* Text *
I really didn't expect to find myself writing again about the poet Randall Swingler (1909-67). Over the last ten years I have edited a selection of his poems, written a full-length biography, provided entries for the New DNB and the DL B and published studies of his poetry, his politics, his publishing ventures and his musical collaborations. My years of Randalling, it seemed, were over. I had nothing more to say about Swingler. Anyway, it was clear that no-one was listening. The biography was barely reviewed, the selected poems ignored and all my attempts to interest BBC radio in Swingler were knocked back. A long time ago the canon of Eng Lit successfully reduced the 1930s to the works of Auden, Orwell, Woolf and – rather less plausibly – Stephen Spender. In retrospect, there was never much chance that there was going to be room for so prolific and engaged a poet as Randall Swingler. I consoled myself with the thought that it is probably the fate of all biographers to exaggerate their subject's importance. My attachment to Swingler was evidently born of too much fruitless research. After all, why should anyone be interested in Randall Swingler?
Well, Swingler's work was set to music by almost all the major British composers of his time, including Benjamin Britten, John Ireland, Alan Bush, Bernard Stevens, Elizabeth Lutyens, Christian Darnton, John Sykes and Alan Rawsthorne. He and Bush wrote Peace and Prosperity for the London Choral Union, and a radically re-written production of Handel's Belshazzar for the London Co-operative Movement. Swingler wrote the words of the chorale finale for Alan Bush's first Piano Concerto, broadcast by the BBC in 1938. He wrote (with Auden) the libretto of Britten's Ballad of Heroes. And he filled the Albert Hall in 1939 with a historical verse-pageant starring Paul Robeson and set to music by several composers, including Vaughan Williams, Arnold Cooke, Victor Yates, Edmund Rubbra, Erik Chisholm, Frederic Austin, Norman Demuth and Elizabeth Maconchy.
From the mid-1930s to the mid-1950s Swingler was the Communist Party's best-known poet, and one of its most prominent cultural spokesmen. He edited the best-selling Left Review, one of the key institutions of the Popular Front in Britain, and was involved in negotiations with Allen Lane for the re-launch of Left Review by Penguin. He published and helped edit Nancy Cunard's famous Authors Take Sides on the Spanish War, selling five thousand copies in two weeks. He was a regular speaker at Party, YCL and Daily Worker meetings, taught at the Marx Memorial Library and Worker's School, and spoke at Left Book Club meetings, summer schools and week-end schools all over Britain. In 1938 he and Alan Bush edited The Left Song Book for the LBC. That year he launched his own radical paperback publishing company, Fore Publications, selling half a million books in the first year. In 1939 he was appointed literary editor of the Daily Worker; later he became a staff reporter, reporting on the Blitz until the paper was banned in 1941. He contributed several plays for Unity Theatre, including the Mass Declamation Spain, the Munich-play Crisis and revues like Sandbag Follies and Get Cracking. He was active in the Workers Music Association, for whom he and Alan Bush wrote many songs, and in the Left Book Club's Writers and Readers Group, Poets Group, Musicians Group and Theatre Guild. He wrote a new version of Peer Gynt for Rupert Doone's celebrated Group Theatre (where he was assistant editor of the Group Theatre Magazine). He and Auden were the only English poets included (with Alberti, Aragon, Guillen, Hughes, Lorca, Neruda and Tzara) in Les Poetes du Monde Defend le Peuple Espagnol (1937). In 1938 he took over the editorship of the magazine Poetry and the People, re-launching it as Our Time.

[Point labeling examples]

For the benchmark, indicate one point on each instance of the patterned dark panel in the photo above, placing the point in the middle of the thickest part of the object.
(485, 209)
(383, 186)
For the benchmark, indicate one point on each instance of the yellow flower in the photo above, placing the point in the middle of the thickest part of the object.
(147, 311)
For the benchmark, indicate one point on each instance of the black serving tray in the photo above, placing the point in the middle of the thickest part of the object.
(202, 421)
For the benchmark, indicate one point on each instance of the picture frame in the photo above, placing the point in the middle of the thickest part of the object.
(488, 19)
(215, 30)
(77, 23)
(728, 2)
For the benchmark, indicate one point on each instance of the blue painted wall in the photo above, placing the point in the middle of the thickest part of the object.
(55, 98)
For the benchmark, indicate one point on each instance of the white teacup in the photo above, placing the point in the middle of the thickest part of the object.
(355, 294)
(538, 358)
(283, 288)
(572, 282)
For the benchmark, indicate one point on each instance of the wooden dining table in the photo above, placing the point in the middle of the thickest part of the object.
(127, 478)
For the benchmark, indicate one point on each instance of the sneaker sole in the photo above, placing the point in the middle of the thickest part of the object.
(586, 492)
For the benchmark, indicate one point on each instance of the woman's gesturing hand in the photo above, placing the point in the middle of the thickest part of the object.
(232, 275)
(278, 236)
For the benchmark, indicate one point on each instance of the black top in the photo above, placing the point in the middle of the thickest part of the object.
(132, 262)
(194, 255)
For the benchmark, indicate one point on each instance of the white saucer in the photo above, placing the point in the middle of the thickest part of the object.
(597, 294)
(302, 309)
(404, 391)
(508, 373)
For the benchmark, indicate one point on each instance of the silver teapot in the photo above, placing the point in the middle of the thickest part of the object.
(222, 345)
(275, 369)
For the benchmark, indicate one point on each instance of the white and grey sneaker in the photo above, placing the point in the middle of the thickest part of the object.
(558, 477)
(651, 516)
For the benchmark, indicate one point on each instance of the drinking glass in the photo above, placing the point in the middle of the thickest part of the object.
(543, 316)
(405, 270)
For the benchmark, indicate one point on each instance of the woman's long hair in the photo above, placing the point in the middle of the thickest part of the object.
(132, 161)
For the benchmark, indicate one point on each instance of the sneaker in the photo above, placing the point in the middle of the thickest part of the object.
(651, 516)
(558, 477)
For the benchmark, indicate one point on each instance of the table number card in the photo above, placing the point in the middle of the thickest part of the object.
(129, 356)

* To be done *
#1 According to the Randall Swingler text, how many books did Fore Publications sell in its first year?
#2 Carry on the Randall Swingler text from where it stops.
The entries aren't needed for the tasks.

* Answers to the problems *
#1 Half a million.

#2
During the Second World War Swingler served with the 56th Divisional Signals, mostly with the Eighth Army in North Africa and Italy. He took part in heavy fighting on the Volturno and Garigliano rivers, at Monte Camino, and on the Salerno and Anzio beach-heads. For his part in the battle of Lake Commachio, Corporal Swingler was awarded the Military Medal for bravery. The poetry he wrote about his experiences is a unique record of the war in Italy, and arguably among the greatest poetry of the Second World War.
After the War, Orwell attacked Swingler in Polemic (and included him in the list of names he offered the IRD in 1949). Stephen Spender attacked him in The God that Failed as an example of 'the dogmatic crowing of inferior talents' that supposedly turned him away from Communism and towards the Cold War positions of Encounter. Swingler, meanwhile, was editing the magazines Our Time, Arena and Circus. Later he was on the editorial board of the New Reasoner and on the founding board of New Left Review.
In other words, Swingler was by any measure a central figure, whose life and work should be integral to any history of the period that is not disfigured by either carelessness or by dishonesty. As an editor, speaker, organiser, journalist, critic, playwright, poet, librettist, novelist and publisher, Randall Swingler was one of the leading figures in the cultural activities of the Communist Party, in turn the organising centre of the Popular Front campaigns to mobilise London literary life against Fascism and war. No English writer worked harder to mobilise public opinion in the name of Peace, or fought more bravely to prosecute the War when it could no longer be avoided. He was responsible for some of the most imaginative interventions of the Popular Front years, and he wrote some of the greatest poetry of the Second World War. His poetry provides an extraordinary and unique record of the middle years of the century, from the romantic Communism of the early thirties, through the campaigns of the Popular Front and the years of anti-Fascist War, to victory in 1945 and the subsequent disappointments and betrayals of Cold War Europe. At the very least, he ought to be a gift for Cold War historians, because he appears to conform exactly to the easy stereotype of the 1930s gilded upper-class, ex-Vicarage, Communist intellectual, who – like the Young man of Great Possessions - gave away his inherited wealth to the Communist Party. His uncle and god-father was the Archbishop of Canterbury, Randall Davidson.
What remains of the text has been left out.